TRY IT: An image-free, word-for-word version of the records below is to be returned.

(Photo-based referring expression data)
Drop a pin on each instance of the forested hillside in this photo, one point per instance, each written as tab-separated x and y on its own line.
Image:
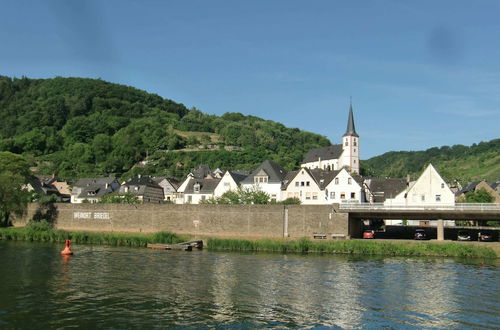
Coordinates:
78	127
462	163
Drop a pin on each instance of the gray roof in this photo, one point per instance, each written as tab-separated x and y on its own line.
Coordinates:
383	188
495	185
470	187
288	178
239	176
173	181
273	170
351	130
323	177
325	153
207	186
93	181
202	171
95	187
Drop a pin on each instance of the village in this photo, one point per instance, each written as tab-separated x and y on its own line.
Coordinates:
328	175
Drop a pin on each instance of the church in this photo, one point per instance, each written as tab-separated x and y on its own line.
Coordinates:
337	156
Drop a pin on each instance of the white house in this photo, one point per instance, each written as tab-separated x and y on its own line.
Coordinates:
345	188
230	181
91	190
338	156
169	186
429	190
268	177
179	195
317	186
198	190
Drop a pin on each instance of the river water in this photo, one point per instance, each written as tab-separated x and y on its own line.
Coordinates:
104	287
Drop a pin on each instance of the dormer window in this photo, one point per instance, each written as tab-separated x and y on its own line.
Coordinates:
260	179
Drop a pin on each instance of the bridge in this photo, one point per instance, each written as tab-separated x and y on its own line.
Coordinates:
459	211
433	212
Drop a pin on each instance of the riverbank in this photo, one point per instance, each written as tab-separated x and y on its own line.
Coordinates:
361	247
304	245
86	237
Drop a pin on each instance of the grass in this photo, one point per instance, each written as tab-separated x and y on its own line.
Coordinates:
83	237
43	232
361	247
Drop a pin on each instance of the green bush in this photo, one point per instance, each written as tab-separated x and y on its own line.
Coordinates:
361	247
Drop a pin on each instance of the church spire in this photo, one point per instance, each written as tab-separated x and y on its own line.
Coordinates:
351	130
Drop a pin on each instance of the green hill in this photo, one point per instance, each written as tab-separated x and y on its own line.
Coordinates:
465	164
78	127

TASK SOLUTION:
Drop a pin on each instance of the forested hillside in this photo, one point per instance, each written as tab-separated x and y on its own line.
Image:
Coordinates:
78	127
462	163
Drop a pin on each instance of the gray roof in this photo, one point per instance, each written as tab-separated x and y on its own line.
Coordinates:
383	188
495	185
470	187
288	178
239	176
173	181
273	170
351	130
323	177
325	153
207	186
93	181
202	171
95	187
Drop a pin on each instance of the village in this photo, one point per instance, each written as tab-separated x and y on its own line.
Coordinates:
328	175
Drop a pin on each instance of the church in this photo, one point per instance, each written as tab-separated x and y on its own line.
Coordinates:
337	156
Drop a pin on each instance of the white house in this photo, one point per instance, each written as tab-separated x and y on its own line.
Coordinates:
345	188
230	181
91	190
338	156
169	186
429	190
268	177
179	195
317	186
198	190
Drop a pin on each instance of the river water in this photo, one point per instance, each written as tab-separated x and y on its own line.
Coordinates:
104	287
Drop a pin on each instance of the dormer window in this photo, one point per instance, each written as tab-separated x and y on its own line.
Coordinates:
260	179
Drop a pin on each instance of the bridge in this photo, one point per instance, each written as tab-separated x and y on its own line.
Coordinates:
459	211
433	212
Drop a pin on each instance of the riverbank in this photo, one point per instance, each written as tab-separated x and y on its own line.
Coordinates:
361	247
304	245
86	237
Drop a pin on each instance of the grass in this photo, one point per instance, each written as tab-separated x and y on its own line.
Coordinates:
83	237
43	232
361	247
Drop a pin on each instance of the green bush in this photo, one point per instance, each written as tab-separated x and y on its own line.
Coordinates:
361	247
Drop a pin on each instance of the church spire in this photo, one point per instance, each written as tab-separated x and y on its own line.
Coordinates:
351	130
Drop a pin on each instance of the green hill in this photo, one point per instance, each written as tab-separated x and y on its own line.
Coordinates:
465	164
78	127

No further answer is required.